## START EXERCISE INPUTS
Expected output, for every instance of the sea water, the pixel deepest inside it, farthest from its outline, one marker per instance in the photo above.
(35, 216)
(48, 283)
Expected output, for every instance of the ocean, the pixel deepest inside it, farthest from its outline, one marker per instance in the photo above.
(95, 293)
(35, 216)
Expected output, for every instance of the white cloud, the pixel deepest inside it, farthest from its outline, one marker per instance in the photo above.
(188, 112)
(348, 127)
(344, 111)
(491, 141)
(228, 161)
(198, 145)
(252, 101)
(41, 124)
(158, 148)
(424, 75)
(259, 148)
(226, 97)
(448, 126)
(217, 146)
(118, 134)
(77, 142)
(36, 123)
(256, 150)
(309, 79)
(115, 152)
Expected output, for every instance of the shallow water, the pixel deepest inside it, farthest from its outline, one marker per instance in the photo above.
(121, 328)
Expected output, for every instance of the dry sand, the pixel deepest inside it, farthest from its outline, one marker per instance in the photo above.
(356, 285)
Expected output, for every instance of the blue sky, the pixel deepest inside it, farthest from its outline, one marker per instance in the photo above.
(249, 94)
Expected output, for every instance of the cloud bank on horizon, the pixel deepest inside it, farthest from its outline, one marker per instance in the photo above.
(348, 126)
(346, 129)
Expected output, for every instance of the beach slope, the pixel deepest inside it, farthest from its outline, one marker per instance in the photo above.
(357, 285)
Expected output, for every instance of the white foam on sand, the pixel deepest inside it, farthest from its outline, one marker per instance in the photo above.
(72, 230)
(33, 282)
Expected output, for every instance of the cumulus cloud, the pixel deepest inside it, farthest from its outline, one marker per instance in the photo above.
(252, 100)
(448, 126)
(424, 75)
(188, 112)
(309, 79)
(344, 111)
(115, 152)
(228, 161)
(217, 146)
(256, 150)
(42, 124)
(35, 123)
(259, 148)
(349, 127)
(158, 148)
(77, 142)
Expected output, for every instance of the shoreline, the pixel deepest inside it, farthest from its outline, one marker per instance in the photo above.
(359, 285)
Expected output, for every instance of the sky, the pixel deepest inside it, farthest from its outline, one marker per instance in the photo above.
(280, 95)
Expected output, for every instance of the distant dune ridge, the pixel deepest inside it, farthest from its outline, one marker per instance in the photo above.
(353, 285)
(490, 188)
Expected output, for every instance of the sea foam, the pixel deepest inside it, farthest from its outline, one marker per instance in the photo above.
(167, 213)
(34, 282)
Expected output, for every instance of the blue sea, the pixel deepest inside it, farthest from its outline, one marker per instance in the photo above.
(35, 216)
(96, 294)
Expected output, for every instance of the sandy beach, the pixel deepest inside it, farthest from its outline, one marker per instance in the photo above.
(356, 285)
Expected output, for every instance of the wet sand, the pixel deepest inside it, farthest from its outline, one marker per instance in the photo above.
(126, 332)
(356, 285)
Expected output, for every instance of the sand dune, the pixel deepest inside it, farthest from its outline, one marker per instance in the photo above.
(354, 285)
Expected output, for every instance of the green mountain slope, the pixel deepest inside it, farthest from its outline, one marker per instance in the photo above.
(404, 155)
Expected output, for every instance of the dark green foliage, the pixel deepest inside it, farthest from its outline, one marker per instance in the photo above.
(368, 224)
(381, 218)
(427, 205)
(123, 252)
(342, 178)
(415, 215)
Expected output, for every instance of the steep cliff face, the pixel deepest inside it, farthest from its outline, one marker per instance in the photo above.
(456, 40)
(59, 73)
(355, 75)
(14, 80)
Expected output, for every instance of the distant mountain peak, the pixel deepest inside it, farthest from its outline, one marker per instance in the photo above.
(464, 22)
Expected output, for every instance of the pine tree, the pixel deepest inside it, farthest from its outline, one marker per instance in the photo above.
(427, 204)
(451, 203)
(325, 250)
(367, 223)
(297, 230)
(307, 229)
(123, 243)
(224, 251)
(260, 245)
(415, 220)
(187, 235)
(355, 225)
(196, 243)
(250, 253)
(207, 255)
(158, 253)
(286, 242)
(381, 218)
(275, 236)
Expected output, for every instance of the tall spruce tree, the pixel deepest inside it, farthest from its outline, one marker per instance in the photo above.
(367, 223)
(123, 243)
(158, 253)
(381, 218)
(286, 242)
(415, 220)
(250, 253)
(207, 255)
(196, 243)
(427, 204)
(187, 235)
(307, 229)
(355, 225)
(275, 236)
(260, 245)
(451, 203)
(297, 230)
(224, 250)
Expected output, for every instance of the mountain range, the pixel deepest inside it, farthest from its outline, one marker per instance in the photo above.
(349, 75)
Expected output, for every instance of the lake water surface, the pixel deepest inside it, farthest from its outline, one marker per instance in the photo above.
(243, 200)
## END EXERCISE INPUTS
WORK TO COMPLETE
Recast the stretch from the line containing "Expected output, for every instance of the lake" through the end of the records as a Markdown table with the columns Row and Record line, numbering each row and leaving out blank lines.

REPLY
| Row | Record line |
|---|---|
| 1 | Expected output, for every instance of the lake water surface, the pixel deepest inside it, farthest from its outline, one marker per instance in the photo above. |
| 2 | (243, 200) |